Stated goal:
Arrange every line of the listing below as a JSON list of strings, one string per line, and leave out the blank lines.

Supplied data:
-- Begin --

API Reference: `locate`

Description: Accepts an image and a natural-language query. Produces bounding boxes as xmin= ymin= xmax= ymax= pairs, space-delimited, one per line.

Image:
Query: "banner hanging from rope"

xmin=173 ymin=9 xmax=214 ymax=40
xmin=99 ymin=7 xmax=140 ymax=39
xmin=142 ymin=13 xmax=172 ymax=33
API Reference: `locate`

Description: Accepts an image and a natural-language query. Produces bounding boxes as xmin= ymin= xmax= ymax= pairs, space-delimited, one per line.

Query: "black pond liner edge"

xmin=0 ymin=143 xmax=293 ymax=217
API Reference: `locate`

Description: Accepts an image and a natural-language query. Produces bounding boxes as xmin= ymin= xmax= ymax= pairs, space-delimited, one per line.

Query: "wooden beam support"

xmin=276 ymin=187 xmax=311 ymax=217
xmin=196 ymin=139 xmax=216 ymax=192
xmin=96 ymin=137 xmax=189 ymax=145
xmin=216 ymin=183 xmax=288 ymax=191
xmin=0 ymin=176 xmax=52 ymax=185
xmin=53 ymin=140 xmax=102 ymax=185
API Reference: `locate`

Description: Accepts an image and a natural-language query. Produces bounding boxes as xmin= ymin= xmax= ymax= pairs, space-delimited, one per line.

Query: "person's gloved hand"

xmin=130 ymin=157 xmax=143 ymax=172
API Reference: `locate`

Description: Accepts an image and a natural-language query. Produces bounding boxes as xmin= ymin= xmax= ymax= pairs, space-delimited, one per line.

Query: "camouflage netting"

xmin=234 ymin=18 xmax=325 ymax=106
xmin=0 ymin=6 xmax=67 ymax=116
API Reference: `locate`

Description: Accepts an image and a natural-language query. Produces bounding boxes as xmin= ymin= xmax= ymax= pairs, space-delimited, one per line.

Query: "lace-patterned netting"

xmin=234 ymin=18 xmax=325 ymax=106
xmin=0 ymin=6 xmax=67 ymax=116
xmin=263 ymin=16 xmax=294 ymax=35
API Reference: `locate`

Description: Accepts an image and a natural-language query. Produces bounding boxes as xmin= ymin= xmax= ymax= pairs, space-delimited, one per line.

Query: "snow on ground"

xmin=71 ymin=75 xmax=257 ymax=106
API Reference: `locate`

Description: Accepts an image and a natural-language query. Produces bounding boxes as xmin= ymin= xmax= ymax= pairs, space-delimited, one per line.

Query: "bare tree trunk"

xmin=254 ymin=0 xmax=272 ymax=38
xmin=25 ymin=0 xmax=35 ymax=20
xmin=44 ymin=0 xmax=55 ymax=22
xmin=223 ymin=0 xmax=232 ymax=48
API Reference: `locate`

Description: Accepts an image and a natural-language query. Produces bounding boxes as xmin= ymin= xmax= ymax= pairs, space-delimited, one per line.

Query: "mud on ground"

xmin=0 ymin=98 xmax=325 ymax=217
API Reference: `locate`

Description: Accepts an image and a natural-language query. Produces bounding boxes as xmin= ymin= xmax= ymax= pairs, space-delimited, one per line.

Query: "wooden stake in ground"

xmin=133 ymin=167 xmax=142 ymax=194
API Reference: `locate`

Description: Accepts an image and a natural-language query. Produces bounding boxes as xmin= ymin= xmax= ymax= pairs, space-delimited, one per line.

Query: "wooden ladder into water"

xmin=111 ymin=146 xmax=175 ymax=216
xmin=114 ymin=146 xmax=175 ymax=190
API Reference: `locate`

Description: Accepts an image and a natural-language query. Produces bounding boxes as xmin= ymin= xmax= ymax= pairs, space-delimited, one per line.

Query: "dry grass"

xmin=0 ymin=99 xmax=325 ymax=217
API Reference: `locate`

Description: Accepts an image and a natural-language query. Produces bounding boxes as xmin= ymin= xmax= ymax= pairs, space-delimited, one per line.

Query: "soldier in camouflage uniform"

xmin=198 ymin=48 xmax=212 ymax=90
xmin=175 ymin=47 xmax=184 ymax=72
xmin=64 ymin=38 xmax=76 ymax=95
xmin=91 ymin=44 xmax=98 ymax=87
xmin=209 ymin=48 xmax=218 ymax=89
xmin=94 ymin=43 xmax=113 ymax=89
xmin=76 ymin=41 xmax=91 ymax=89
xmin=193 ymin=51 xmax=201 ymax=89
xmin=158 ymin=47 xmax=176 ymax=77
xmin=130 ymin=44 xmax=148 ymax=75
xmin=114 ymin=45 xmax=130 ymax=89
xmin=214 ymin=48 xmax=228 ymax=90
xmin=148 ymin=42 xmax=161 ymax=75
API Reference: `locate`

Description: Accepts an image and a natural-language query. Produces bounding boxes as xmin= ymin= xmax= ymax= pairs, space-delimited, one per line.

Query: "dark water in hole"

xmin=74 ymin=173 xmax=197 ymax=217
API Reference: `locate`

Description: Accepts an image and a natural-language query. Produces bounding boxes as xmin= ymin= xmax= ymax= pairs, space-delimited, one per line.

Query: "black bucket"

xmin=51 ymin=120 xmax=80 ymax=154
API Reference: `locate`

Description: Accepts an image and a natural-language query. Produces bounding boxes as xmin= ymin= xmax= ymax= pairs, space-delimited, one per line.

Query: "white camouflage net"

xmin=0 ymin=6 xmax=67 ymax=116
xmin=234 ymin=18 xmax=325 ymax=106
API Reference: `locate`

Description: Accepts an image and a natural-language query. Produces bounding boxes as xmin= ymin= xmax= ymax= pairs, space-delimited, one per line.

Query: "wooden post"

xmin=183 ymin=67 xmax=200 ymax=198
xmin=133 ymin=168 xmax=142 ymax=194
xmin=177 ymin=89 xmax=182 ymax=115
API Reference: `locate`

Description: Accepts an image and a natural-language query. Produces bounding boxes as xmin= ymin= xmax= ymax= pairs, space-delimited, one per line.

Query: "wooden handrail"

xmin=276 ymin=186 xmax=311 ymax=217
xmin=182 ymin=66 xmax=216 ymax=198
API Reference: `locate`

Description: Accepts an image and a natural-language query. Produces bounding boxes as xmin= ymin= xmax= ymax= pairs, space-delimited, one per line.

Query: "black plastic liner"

-- End --

The reply:
[
  "API Reference: `locate`",
  "Description: Accepts an image and a natural-language query. Produces bounding boxes as xmin= ymin= xmax= ymax= pairs, space-delimited, one per line.",
  "Image:",
  "Query: \"banner hanging from rope\"",
  "xmin=173 ymin=9 xmax=214 ymax=40",
  "xmin=99 ymin=7 xmax=140 ymax=39",
  "xmin=142 ymin=13 xmax=172 ymax=33",
  "API Reference: `locate`",
  "Description: Accepts an image and a natural-language query. Produces bounding boxes as xmin= ymin= xmax= ymax= pairs, space-delimited, one per line.",
  "Query: \"black pond liner edge\"",
  "xmin=0 ymin=143 xmax=293 ymax=217",
  "API Reference: `locate`",
  "Description: Accepts an image and a natural-language query. Produces bounding boxes as xmin= ymin= xmax= ymax= pairs, space-delimited, one per line.",
  "Query: \"wooden beam support\"",
  "xmin=276 ymin=187 xmax=311 ymax=217",
  "xmin=196 ymin=139 xmax=216 ymax=192",
  "xmin=96 ymin=137 xmax=189 ymax=145",
  "xmin=216 ymin=183 xmax=288 ymax=191",
  "xmin=0 ymin=176 xmax=52 ymax=185",
  "xmin=53 ymin=140 xmax=102 ymax=185",
  "API Reference: `locate`",
  "Description: Accepts an image and a natural-language query. Produces bounding boxes as xmin= ymin= xmax= ymax= pairs, space-delimited, one per line.",
  "Query: \"person's gloved hand\"",
  "xmin=130 ymin=157 xmax=143 ymax=172",
  "API Reference: `locate`",
  "Description: Accepts an image and a natural-language query. Produces bounding boxes as xmin= ymin= xmax= ymax= pairs, space-delimited, one per line.",
  "Query: \"camouflage netting\"",
  "xmin=234 ymin=18 xmax=325 ymax=106",
  "xmin=0 ymin=6 xmax=67 ymax=116",
  "API Reference: `locate`",
  "Description: Accepts an image and a natural-language query. Produces bounding boxes as xmin= ymin= xmax= ymax= pairs, space-delimited, one per line.",
  "Query: \"lace-patterned netting\"",
  "xmin=234 ymin=18 xmax=325 ymax=106",
  "xmin=0 ymin=6 xmax=67 ymax=116",
  "xmin=263 ymin=16 xmax=294 ymax=35",
  "API Reference: `locate`",
  "Description: Accepts an image and a natural-language query. Produces bounding boxes as xmin= ymin= xmax= ymax= pairs, space-delimited, one per line.",
  "Query: \"snow on ground\"",
  "xmin=71 ymin=75 xmax=257 ymax=106",
  "API Reference: `locate`",
  "Description: Accepts an image and a natural-language query. Produces bounding boxes as xmin= ymin= xmax= ymax= pairs, space-delimited, one per line.",
  "Query: \"bare tree trunk\"",
  "xmin=254 ymin=0 xmax=272 ymax=38",
  "xmin=25 ymin=0 xmax=35 ymax=20",
  "xmin=44 ymin=0 xmax=55 ymax=22",
  "xmin=223 ymin=0 xmax=232 ymax=48",
  "API Reference: `locate`",
  "Description: Accepts an image and a natural-language query. Produces bounding boxes as xmin= ymin= xmax= ymax= pairs, space-delimited, one per line.",
  "Query: \"mud on ground\"",
  "xmin=0 ymin=98 xmax=325 ymax=217",
  "API Reference: `locate`",
  "Description: Accepts an image and a natural-language query. Produces bounding boxes as xmin= ymin= xmax= ymax= pairs, space-delimited, one per line.",
  "Query: \"wooden stake in ground\"",
  "xmin=133 ymin=167 xmax=142 ymax=194",
  "API Reference: `locate`",
  "Description: Accepts an image and a natural-language query. Produces bounding boxes as xmin= ymin= xmax= ymax= pairs, space-delimited, one per line.",
  "Query: \"wooden ladder into water\"",
  "xmin=111 ymin=146 xmax=175 ymax=216",
  "xmin=114 ymin=146 xmax=175 ymax=190",
  "API Reference: `locate`",
  "Description: Accepts an image and a natural-language query. Produces bounding boxes as xmin= ymin= xmax= ymax= pairs, space-delimited, one per line.",
  "Query: \"dry grass\"",
  "xmin=0 ymin=99 xmax=325 ymax=217",
  "API Reference: `locate`",
  "Description: Accepts an image and a natural-language query. Produces bounding boxes as xmin= ymin= xmax= ymax= pairs, space-delimited, one per line.",
  "Query: \"soldier in camouflage uniform\"",
  "xmin=198 ymin=48 xmax=212 ymax=90",
  "xmin=175 ymin=47 xmax=184 ymax=72",
  "xmin=64 ymin=38 xmax=76 ymax=95",
  "xmin=91 ymin=44 xmax=98 ymax=87",
  "xmin=209 ymin=48 xmax=218 ymax=89",
  "xmin=94 ymin=43 xmax=113 ymax=89",
  "xmin=76 ymin=41 xmax=91 ymax=89",
  "xmin=193 ymin=51 xmax=201 ymax=89",
  "xmin=158 ymin=47 xmax=176 ymax=77",
  "xmin=130 ymin=44 xmax=148 ymax=75",
  "xmin=114 ymin=45 xmax=130 ymax=89",
  "xmin=214 ymin=48 xmax=228 ymax=90",
  "xmin=148 ymin=42 xmax=161 ymax=75",
  "API Reference: `locate`",
  "Description: Accepts an image and a natural-language query. Produces bounding boxes as xmin= ymin= xmax= ymax= pairs, space-delimited, one per line.",
  "Query: \"dark water in hole\"",
  "xmin=74 ymin=173 xmax=197 ymax=217",
  "API Reference: `locate`",
  "Description: Accepts an image and a natural-language query. Produces bounding boxes as xmin= ymin= xmax= ymax= pairs, space-delimited, one per line.",
  "Query: \"black bucket\"",
  "xmin=51 ymin=120 xmax=80 ymax=154",
  "API Reference: `locate`",
  "Description: Accepts an image and a natural-language query. Produces bounding boxes as xmin= ymin= xmax= ymax= pairs, space-delimited, one per line.",
  "Query: \"white camouflage net\"",
  "xmin=0 ymin=6 xmax=67 ymax=116",
  "xmin=234 ymin=18 xmax=325 ymax=106",
  "API Reference: `locate`",
  "Description: Accepts an image and a natural-language query. Produces bounding boxes as xmin= ymin= xmax= ymax= pairs, space-delimited, one per line.",
  "Query: \"wooden post\"",
  "xmin=183 ymin=67 xmax=200 ymax=198",
  "xmin=133 ymin=168 xmax=142 ymax=194",
  "xmin=177 ymin=89 xmax=182 ymax=115",
  "API Reference: `locate`",
  "Description: Accepts an image and a natural-language query. Produces bounding boxes as xmin= ymin= xmax= ymax= pairs, space-delimited, one per line.",
  "Query: \"wooden handrail\"",
  "xmin=276 ymin=186 xmax=311 ymax=217",
  "xmin=182 ymin=66 xmax=216 ymax=198",
  "API Reference: `locate`",
  "Description: Accepts an image and a natural-language query. Produces bounding boxes as xmin= ymin= xmax= ymax= pairs, space-delimited, one per line.",
  "Query: \"black plastic liner\""
]